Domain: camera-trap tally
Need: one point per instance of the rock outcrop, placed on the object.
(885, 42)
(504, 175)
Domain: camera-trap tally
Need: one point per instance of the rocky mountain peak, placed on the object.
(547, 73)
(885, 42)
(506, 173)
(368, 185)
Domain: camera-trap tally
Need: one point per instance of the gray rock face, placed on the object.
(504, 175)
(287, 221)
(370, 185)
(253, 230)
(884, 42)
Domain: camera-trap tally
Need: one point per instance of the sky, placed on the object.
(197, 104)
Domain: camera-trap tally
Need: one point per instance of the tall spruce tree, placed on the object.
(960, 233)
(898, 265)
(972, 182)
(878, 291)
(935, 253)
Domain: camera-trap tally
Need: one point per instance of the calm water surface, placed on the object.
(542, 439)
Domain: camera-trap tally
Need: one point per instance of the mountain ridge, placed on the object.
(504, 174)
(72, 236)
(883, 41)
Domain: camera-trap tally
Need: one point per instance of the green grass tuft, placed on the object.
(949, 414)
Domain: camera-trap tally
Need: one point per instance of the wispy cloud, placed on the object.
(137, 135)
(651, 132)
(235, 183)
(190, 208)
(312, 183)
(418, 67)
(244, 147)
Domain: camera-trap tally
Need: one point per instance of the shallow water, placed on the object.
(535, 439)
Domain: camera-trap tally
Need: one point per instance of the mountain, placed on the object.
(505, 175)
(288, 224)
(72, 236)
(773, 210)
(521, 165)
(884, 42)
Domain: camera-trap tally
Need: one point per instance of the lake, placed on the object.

Exercise details: Reproduce all of the rows above word for word, keeping every line in its original order.

Solution:
Domain: camera-trap tally
Need: one point per instance of the rock outcrop, placed on the object.
(885, 42)
(504, 175)
Domain: camera-trap tally
Need: one point per instance of the rocky mountain peak, placed on the object.
(547, 73)
(885, 42)
(506, 173)
(368, 185)
Domain: camera-trap tally
Need: one point per instance of the gray rock face, placed on the object.
(504, 175)
(287, 221)
(370, 185)
(253, 230)
(884, 42)
Domain: camera-trap tally
Need: one point per instance of the sky, placed on the object.
(197, 104)
Domain: camera-trap tally
Need: one point per instance of the tall spruce tree, placed on the object.
(960, 233)
(898, 265)
(972, 182)
(878, 291)
(935, 253)
Domain: camera-trap tally
Need: one point per instance of the calm water surface, placed on the object.
(542, 439)
Domain: camera-trap tally
Need: one point per instance of the mountain ridge, placed on the object.
(504, 174)
(72, 236)
(883, 41)
Domain: camera-trap tally
Need: one point per instance of the green grass tuft, placed on the object.
(949, 414)
Domain: camera-trap tally
Need: one point per instance of the wispy cloud, placed on the object.
(137, 135)
(651, 132)
(235, 183)
(190, 208)
(312, 183)
(418, 67)
(244, 147)
Domain: camera-trap tally
Need: one point per instance of the shallow water, placed on the object.
(535, 439)
Domain: camera-trap tally
Need: one point per instance of the mountain, placed on the object.
(505, 175)
(288, 224)
(72, 236)
(773, 210)
(521, 165)
(884, 42)
Domain: camera-trap tally
Need: one point per instance of the lake, placed on the object.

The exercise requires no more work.